Brief:
Give the data below again, word for word.
══ Source material ══
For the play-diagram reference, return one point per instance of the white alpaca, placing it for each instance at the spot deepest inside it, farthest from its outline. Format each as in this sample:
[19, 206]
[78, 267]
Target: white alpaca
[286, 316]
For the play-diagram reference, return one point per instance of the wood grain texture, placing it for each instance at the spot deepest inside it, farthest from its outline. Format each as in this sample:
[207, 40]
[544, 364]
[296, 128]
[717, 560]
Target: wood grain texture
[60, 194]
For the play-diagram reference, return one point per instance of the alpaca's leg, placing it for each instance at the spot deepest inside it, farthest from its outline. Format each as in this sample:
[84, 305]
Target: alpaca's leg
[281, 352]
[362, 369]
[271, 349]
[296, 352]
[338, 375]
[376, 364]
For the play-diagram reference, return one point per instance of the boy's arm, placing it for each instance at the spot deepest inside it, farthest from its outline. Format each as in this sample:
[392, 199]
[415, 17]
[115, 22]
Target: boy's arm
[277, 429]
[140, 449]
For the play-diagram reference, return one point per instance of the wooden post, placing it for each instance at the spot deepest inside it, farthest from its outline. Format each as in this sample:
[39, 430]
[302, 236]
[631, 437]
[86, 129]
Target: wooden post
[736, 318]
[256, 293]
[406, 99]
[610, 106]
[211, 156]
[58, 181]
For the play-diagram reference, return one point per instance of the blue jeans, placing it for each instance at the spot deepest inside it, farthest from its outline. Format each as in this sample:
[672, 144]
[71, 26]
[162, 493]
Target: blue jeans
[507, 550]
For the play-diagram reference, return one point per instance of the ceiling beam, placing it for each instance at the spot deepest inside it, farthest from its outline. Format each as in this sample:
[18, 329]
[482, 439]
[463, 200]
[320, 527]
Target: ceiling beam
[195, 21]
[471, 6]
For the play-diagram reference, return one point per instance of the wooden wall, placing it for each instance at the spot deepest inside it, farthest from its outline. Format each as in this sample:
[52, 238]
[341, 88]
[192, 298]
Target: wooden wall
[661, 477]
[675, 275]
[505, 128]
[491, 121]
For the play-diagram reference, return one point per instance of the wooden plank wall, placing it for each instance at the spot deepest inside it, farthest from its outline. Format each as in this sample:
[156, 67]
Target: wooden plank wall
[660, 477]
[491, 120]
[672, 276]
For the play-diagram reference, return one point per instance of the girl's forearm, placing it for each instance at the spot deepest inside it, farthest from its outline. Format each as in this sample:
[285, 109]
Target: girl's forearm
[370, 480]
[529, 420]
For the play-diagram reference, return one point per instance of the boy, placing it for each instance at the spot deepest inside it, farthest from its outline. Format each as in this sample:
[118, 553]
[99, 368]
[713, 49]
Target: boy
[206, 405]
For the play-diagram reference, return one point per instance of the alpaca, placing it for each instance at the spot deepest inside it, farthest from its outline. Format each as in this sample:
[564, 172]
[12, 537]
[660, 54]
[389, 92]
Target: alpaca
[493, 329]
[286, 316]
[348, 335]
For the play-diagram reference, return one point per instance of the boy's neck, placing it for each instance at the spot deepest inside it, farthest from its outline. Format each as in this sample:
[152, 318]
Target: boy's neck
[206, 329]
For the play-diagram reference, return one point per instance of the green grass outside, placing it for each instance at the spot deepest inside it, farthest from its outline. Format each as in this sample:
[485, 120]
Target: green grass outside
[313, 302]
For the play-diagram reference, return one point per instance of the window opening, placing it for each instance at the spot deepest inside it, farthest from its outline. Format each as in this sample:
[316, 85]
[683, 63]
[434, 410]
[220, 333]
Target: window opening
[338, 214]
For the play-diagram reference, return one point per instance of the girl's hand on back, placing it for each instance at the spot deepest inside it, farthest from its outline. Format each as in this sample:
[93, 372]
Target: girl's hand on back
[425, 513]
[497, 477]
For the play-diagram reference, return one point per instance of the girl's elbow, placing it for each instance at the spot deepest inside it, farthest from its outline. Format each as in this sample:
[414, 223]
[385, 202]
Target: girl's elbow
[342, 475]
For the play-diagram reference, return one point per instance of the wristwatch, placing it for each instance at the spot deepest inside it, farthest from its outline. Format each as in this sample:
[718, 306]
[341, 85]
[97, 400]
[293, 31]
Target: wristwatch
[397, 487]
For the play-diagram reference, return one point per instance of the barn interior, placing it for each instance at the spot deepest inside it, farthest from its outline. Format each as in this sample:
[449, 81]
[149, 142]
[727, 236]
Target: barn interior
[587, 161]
═══
Output for this exercise:
For the play-diagram reference, return one point per instance of the white alpaca, placing it for each instance at the spot deepest inside it, farthest from its outline. Format each as in this sample:
[19, 206]
[78, 267]
Target: white alpaca
[286, 316]
For the play-diagram reference, return one point per instance of the wood grain texture, placing it for each instance at the spot deepest inside it, farthest from its outline. Format each as in this sample:
[207, 40]
[544, 364]
[296, 128]
[717, 560]
Target: wood grain texture
[60, 194]
For the play-diagram reference, return one point per instance of the alpaca's leg, placing it for each instance at the spot deepest inside it, farthest from its outline. Format each as in this sample:
[84, 305]
Target: alpaca's leg
[281, 352]
[362, 369]
[271, 349]
[296, 352]
[338, 375]
[376, 364]
For the play-diagram reference, return one point per instance of the boy's arm, placing it for each instance at the spot deepest inside it, farthest from its outline. Format each as in this sample:
[392, 199]
[415, 17]
[115, 22]
Target: boy's arm
[277, 429]
[140, 449]
For the play-diagram reference, return one point per instance of the wooden post, placing it for each instance at the spot deepest inside it, farthest from its outline. Format each as in this sample:
[39, 430]
[302, 236]
[631, 437]
[86, 129]
Target: wooden post
[736, 318]
[256, 293]
[406, 99]
[610, 106]
[211, 156]
[58, 181]
For the play-diagram reference, return one point per instance of the blue jeans, placing it for each instance at the spot deepest inside it, farthest from its outline. Format each as in this sample:
[672, 144]
[71, 26]
[162, 493]
Target: blue jeans
[507, 550]
For the play-diagram reference, return one point per instance of the ceiling beam, placing it for each instance at the spot deepest inside it, farthest from its outline. Format each as in this sample:
[18, 329]
[482, 439]
[463, 200]
[320, 527]
Target: ceiling beam
[195, 21]
[471, 6]
For the play-diagram reference, return one point per instance of the wooden wall, placing it for each instance at the spot deepest inside it, farthest from its outline. Format each as in this sample:
[52, 238]
[341, 88]
[192, 298]
Target: wooden wall
[661, 477]
[675, 275]
[505, 128]
[491, 121]
For the play-diagram reference, return one point per instance of the wooden plank wall, placing it for each instance at the spot deepest inside it, farthest from its outline. Format each as in this sample:
[156, 67]
Target: wooden plank wall
[660, 477]
[491, 120]
[672, 276]
For the play-diagram reference, return one point per instance of the girl's forearm, placing it for each instance at the spot deepest inside it, farthest from its outline. Format each as in this sample:
[285, 109]
Target: girl's forearm
[370, 480]
[529, 420]
For the play-diagram reference, return one point per instance of the boy, placing it for each instance at the spot deepest inside it, farthest from its outline. Format each as in this sample:
[118, 553]
[99, 368]
[713, 49]
Target: boy
[206, 405]
For the play-diagram reference, return one point per instance of the alpaca, placing it for each instance at the spot deepest inside it, farthest from its outline. Format each as in this sample:
[564, 172]
[12, 537]
[660, 54]
[389, 92]
Target: alpaca
[493, 329]
[286, 316]
[348, 335]
For the play-diagram reference, return one point per instance of the boy's neck, placing it for each instance at the spot deepest inside it, farthest from its outline. Format each as in this sample:
[152, 318]
Target: boy's neck
[206, 329]
For the play-diagram reference, return one point per instance of the green grass outside, placing it for each instance at the spot deepest inside it, farthest from its outline. Format each as in this sample:
[485, 120]
Target: green grass outside
[313, 302]
For the play-diagram reference, return one point per instance of the window opening, placing it for each instance at the spot deepest inside it, farthest from its outline. Format each as in this sample:
[316, 85]
[683, 63]
[434, 410]
[220, 333]
Target: window opening
[338, 214]
For the play-diagram reference, return one point per instance of the girl's hand on back, placing it for each instance at the spot deepest inside it, farthest from its outline. Format each as in this sample:
[93, 372]
Target: girl's hand on back
[425, 513]
[497, 477]
For the play-diagram reference, return one point per instance of the girl's elbow, placing it for each instance at the spot deepest inside it, farthest from its outline. Format each as in this sample:
[414, 223]
[385, 202]
Target: girl's elbow
[342, 475]
For the play-diagram reference, return one point per instance of the wristwatch, placing it for each instance at the spot deepest inside it, farthest from its outline. Format each as in this sample:
[718, 306]
[341, 85]
[97, 400]
[293, 31]
Target: wristwatch
[397, 487]
For the play-diagram reference, return one point per instance of the barn interior, placing it for each instance at the spot deepest inside it, farthest from its outline. Format each as in this sample:
[449, 81]
[149, 142]
[727, 236]
Target: barn interior
[587, 161]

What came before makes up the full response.